PASSAGE CHOISI:
★ ★ ★ ★ ★

Cette dualité n’est pas contradictoire ; elle est complémentaire. J’ai observé que les organisations qui réussissent leur transformation grâce aux OKR adoptent souvent une approche progressive :
- Commencer avec 80 % des OKR définis par la stratégie et 20 % par les employés, puis évoluer vers un équilibre 50/50 à mesure que la maturité augmente.
Cette transition graduelle facilite le maintien de l’alignement stratégique tout en développant progressivement l’engagement des employés. Elle doit être évaluée au cas par cas, car la préparation des organisations aux approches ascendantes varie considérablement.
La beauté de cette approche réside dans sa capacité à véritablement responsabiliser les équipes. Pour faciliter la transition, il est souvent judicieux de permettre d’abord aux employés de définir leurs propres Résultats Clés (comment ils vont contribuer) avant de les inviter à proposer des Objectifs complets. Cette étape intermédiaire est particulièrement efficace pour développer la responsabilisation et l’appropriation au sein des équipes.
Cette progression naturelle construit simultanément l’alignement et l’engagement, les deux piliers d’une exécution stratégique réussie. Avec le temps, à mesure que les employés se familiarisent avec la définition d’objectifs significatifs, l’organisation peut leur transférer davantage la responsabilité de la définition des objectifs, créant ainsi une culture OKR plus équilibrée et participative.
L'auto-évaluation : au-delà des simples scores
L’une des confusions les plus fréquentes concernant les OKR concerne l’évaluation. Beaucoup croient à tort qu’une forte progression des Résultats Clés équivaut automatiquement à une bonne performance.
La réalité est plus nuancée, et c’est là que l’auto-évaluation prend toute sa valeur. Lorsque nous évaluons nos OKR, nous ne mesurons pas simplement la progression, nous confrontons notre réalité à nos ambitions initiales.

★ ★ ★ ★ ★

DONNÉES EXTRAITES:
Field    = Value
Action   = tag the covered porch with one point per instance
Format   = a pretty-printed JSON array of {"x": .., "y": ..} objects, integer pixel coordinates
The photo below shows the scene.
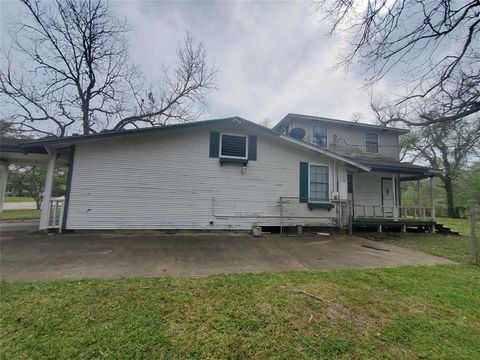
[
  {"x": 15, "y": 151},
  {"x": 376, "y": 196}
]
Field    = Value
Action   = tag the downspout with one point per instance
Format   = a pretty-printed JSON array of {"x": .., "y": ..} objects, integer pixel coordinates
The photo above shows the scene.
[
  {"x": 63, "y": 225},
  {"x": 47, "y": 194}
]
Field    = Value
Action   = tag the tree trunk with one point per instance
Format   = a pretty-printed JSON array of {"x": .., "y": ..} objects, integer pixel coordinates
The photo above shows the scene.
[{"x": 448, "y": 184}]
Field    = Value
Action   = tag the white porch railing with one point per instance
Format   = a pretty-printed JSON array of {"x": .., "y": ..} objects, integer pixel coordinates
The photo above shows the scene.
[
  {"x": 55, "y": 215},
  {"x": 393, "y": 212}
]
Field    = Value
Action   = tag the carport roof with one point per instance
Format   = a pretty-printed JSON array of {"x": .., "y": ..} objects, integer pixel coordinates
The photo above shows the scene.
[
  {"x": 65, "y": 141},
  {"x": 12, "y": 152}
]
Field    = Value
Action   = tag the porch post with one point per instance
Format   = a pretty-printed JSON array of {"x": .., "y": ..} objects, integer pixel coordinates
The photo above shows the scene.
[
  {"x": 47, "y": 194},
  {"x": 394, "y": 193},
  {"x": 418, "y": 194},
  {"x": 432, "y": 198},
  {"x": 3, "y": 182}
]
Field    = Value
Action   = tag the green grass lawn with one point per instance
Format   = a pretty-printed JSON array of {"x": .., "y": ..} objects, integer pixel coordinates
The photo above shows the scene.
[
  {"x": 461, "y": 225},
  {"x": 18, "y": 199},
  {"x": 20, "y": 214},
  {"x": 410, "y": 312},
  {"x": 455, "y": 247}
]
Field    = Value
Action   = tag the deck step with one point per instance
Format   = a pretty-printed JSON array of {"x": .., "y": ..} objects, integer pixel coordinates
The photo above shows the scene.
[{"x": 445, "y": 229}]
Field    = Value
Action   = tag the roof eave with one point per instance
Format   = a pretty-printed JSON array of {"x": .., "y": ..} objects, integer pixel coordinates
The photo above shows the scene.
[
  {"x": 341, "y": 122},
  {"x": 326, "y": 153}
]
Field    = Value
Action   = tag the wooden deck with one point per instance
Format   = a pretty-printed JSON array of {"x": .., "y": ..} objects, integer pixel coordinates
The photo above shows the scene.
[{"x": 403, "y": 225}]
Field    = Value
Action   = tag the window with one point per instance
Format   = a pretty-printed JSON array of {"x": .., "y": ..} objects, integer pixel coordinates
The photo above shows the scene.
[
  {"x": 318, "y": 183},
  {"x": 234, "y": 146},
  {"x": 371, "y": 141},
  {"x": 320, "y": 136}
]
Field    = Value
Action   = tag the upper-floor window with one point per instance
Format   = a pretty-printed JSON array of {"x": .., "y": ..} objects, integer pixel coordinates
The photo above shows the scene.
[
  {"x": 320, "y": 136},
  {"x": 233, "y": 146},
  {"x": 371, "y": 142},
  {"x": 318, "y": 183}
]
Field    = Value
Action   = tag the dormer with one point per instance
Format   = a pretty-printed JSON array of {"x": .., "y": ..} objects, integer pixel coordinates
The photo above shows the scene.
[{"x": 344, "y": 137}]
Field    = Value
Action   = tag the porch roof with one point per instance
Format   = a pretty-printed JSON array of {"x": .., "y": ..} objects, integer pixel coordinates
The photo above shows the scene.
[{"x": 397, "y": 166}]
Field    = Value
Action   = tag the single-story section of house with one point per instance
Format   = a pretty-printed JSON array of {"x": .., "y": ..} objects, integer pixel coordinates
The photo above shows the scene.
[{"x": 226, "y": 173}]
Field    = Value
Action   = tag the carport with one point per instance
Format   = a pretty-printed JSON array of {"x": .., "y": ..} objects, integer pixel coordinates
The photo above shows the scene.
[{"x": 15, "y": 151}]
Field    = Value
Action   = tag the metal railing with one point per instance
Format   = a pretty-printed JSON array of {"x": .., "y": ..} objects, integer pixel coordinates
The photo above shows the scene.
[
  {"x": 365, "y": 211},
  {"x": 55, "y": 215}
]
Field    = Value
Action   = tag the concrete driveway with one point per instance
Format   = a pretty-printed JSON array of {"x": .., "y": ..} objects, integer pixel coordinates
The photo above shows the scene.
[{"x": 26, "y": 254}]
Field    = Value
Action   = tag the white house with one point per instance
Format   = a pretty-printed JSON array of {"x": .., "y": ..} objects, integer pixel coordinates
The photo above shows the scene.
[{"x": 229, "y": 174}]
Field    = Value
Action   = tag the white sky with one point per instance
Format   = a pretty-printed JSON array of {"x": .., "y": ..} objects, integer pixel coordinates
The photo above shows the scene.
[{"x": 274, "y": 58}]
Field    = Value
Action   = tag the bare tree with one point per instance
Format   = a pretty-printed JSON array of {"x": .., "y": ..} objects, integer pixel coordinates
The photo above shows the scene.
[
  {"x": 68, "y": 70},
  {"x": 447, "y": 146},
  {"x": 432, "y": 44}
]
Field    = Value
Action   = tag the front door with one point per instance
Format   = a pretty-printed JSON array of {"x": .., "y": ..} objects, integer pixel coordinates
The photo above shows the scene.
[{"x": 387, "y": 196}]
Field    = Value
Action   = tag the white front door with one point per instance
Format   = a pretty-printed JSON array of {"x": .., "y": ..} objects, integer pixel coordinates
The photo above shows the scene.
[{"x": 387, "y": 196}]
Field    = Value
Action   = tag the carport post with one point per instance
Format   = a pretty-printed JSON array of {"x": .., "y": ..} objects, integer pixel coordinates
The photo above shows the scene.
[
  {"x": 3, "y": 182},
  {"x": 47, "y": 194},
  {"x": 432, "y": 197}
]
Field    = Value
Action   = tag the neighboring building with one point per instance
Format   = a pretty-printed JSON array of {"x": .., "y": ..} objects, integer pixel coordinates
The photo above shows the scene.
[{"x": 229, "y": 174}]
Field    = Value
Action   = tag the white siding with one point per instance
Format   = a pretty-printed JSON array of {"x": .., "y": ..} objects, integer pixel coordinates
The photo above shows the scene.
[
  {"x": 351, "y": 140},
  {"x": 168, "y": 181},
  {"x": 367, "y": 190}
]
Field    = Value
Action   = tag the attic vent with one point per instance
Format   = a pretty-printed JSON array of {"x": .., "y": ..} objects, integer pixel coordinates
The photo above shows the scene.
[{"x": 233, "y": 146}]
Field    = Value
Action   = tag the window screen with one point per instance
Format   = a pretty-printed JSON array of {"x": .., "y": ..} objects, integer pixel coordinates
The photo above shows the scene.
[
  {"x": 234, "y": 146},
  {"x": 318, "y": 183},
  {"x": 320, "y": 136},
  {"x": 371, "y": 142}
]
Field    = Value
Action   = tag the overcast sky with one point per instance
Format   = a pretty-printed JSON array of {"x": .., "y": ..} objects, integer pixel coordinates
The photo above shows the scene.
[{"x": 273, "y": 58}]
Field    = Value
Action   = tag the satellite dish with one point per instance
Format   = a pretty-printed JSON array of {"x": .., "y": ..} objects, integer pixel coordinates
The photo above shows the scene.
[{"x": 297, "y": 133}]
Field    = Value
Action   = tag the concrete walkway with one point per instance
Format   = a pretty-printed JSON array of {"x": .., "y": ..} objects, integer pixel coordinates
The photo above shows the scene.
[{"x": 27, "y": 254}]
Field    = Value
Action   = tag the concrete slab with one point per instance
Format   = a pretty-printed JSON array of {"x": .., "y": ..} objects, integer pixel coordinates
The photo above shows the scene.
[{"x": 26, "y": 254}]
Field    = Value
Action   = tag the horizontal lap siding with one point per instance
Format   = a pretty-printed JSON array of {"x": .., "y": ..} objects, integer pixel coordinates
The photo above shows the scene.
[{"x": 168, "y": 181}]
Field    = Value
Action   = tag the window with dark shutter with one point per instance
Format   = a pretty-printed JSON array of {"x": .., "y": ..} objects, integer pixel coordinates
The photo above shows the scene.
[
  {"x": 371, "y": 142},
  {"x": 233, "y": 146},
  {"x": 318, "y": 183}
]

★ ★ ★ ★ ★

OBJECTIF DE L'EXERCICE 1:
Répondez aux questions suivantes d'après le passage sur les OKR.
(a) Avec quelle répartition initiale entre OKR définis par la stratégie et OKR définis par les employés est-il conseillé de commencer ?
(b) Qu'est-il souvent judicieux de permettre d'abord aux employés de définir ?
(c) Quels sont les deux piliers d'une exécution stratégique réussie ?
OBJECTIF DE L'EXERCICE 2: Recopiez l'extrait du passage sur les OKR qui commence aux mots « Cette dualité n’est » et s'arrête après les mots « la maturité augmente. ».
OBJECTIF DE L'EXERCICE 3:
Indiquez si chacune des affirmations suivantes concorde avec le passage sur les OKR.
(a) Une forte progression des Résultats Clés équivaut automatiquement à une bonne performance.
(b) La transition graduelle doit être évaluée au cas par cas.
(c) La dualité décrite est contradictoire.

SOLUTION PROPOSÉE 1:
(a) 80 % des OKR définis par la stratégie et 20 % par les employés.
(b) Leurs propres Résultats Clés.
(c) L'alignement et l'engagement.

SOLUTION PROPOSÉE 2:
Cette dualité n’est pas contradictoire ; elle est complémentaire. J’ai observé que les organisations qui réussissent leur transformation grâce aux OKR adoptent souvent une approche progressive :
- Commencer avec 80 % des OKR définis par la stratégie et 20 % par les employés, puis évoluer vers un équilibre 50/50 à mesure que la maturité augmente.

SOLUTION PROPOSÉE 3:
(a) Non : « Beaucoup croient à tort qu’une forte progression des Résultats Clés équivaut automatiquement à une bonne performance. »
(b) Oui : « Elle doit être évaluée au cas par cas »
(c) Non : « Cette dualité n’est pas contradictoire ; elle est complémentaire. »